Reading text |
# # # #

The original Masjid Raya ("Grand Mosque") was built in 1612 during the reign of Sultan Iskandar Muda. Some say the original mosque was built even earlier in 1292 by Sultan Alaidin Mahmudsyah. The original royal mosque featured a multi-tiered thatched roof, a typical feature of Acehnese architecture.

When the Colonial administration of the Dutch East Indies attacked the Kraton during the First Aceh Expedition on 10 April 1873, the Acehnese attacked the KNIL from the Baiturrahman Grand Mosque. From some flares shot onto the thatched roof, the mosque caught fire. General van Swieten promised the local rulers he would rebuild the mosque and create a warm place for mercy. In 1879, the Dutch rebuilt the Mosque Baiturrahman as a gift to, and to reduce the anger of, the Acehnese people. Construction only began in 1879, when the first stone was laid by Tengku Qadhi Malikul Adil, who became its first imam, and was completed on 27 December 1881 during the reign of Muhammad Daud Syah, the last sultan of Aceh. Many Acehnese initially refused to pray at Baiturrahman because it was built by the Dutch, whom they were warring against. Nowadays, however, it is a source of pride for Banda Aceh.

# # # #

Aim of the exercise |
Transcribe the part of the mosque passage that begins with the words "The original Masjid" and stops after "of Acehnese architecture.". Draw only on the mosque passage above, with no outside knowledge.

# # # #

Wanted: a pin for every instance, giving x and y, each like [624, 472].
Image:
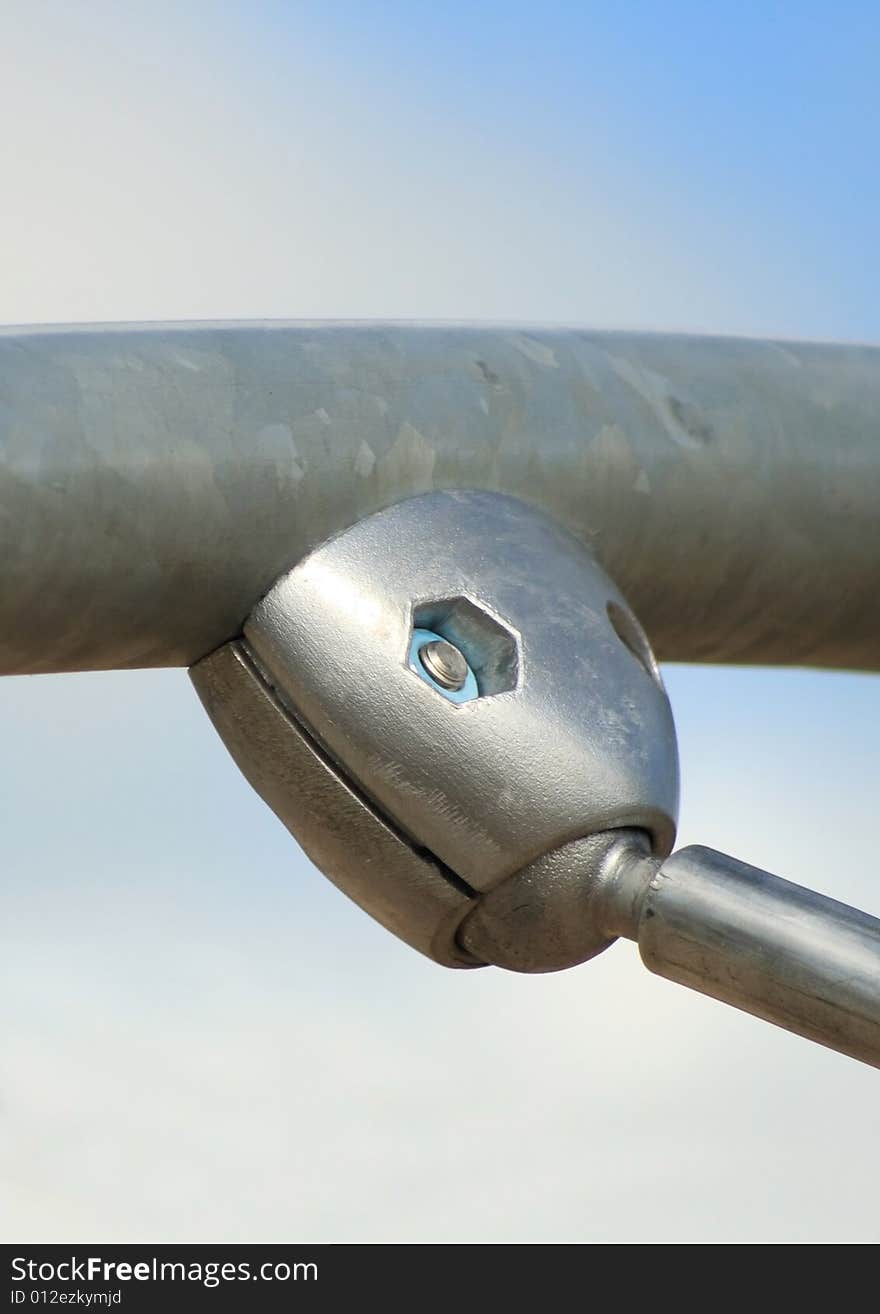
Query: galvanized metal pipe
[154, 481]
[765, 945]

# # # #

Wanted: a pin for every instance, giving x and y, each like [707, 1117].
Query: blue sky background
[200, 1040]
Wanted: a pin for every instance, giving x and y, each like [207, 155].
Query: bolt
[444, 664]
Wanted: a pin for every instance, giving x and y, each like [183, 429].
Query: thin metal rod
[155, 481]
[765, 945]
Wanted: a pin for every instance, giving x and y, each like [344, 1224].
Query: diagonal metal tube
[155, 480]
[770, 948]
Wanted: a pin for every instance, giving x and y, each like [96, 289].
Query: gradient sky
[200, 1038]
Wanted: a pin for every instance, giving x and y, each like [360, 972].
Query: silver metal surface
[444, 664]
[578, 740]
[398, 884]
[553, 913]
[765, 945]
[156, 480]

# # # #

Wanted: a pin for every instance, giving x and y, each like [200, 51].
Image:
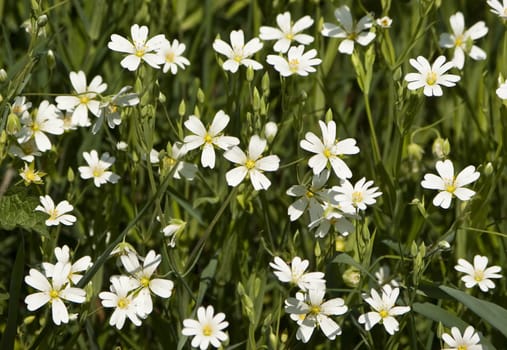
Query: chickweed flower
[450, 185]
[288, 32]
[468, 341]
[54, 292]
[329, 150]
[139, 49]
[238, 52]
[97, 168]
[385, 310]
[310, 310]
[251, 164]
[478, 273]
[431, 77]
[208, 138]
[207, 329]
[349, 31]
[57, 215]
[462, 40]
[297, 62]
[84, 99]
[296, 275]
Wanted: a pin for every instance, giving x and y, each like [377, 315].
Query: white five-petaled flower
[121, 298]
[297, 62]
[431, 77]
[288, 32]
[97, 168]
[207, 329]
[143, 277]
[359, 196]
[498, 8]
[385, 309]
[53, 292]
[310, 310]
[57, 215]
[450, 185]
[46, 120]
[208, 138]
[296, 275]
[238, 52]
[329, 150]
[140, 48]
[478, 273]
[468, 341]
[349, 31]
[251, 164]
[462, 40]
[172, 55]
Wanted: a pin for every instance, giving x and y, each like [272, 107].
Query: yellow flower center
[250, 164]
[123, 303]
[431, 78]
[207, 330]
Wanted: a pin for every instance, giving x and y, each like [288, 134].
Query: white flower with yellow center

# # # #

Completed task |
The original Masjid Raya ("Grand Mosque") was built in 1612 during the reign of Sultan Iskandar Muda. Some say the original mosque was built even earlier in 1292 by Sultan Alaidin Mahmudsyah. The original royal mosque featured a multi-tiered thatched roof, a typical feature of Acehnese architecture.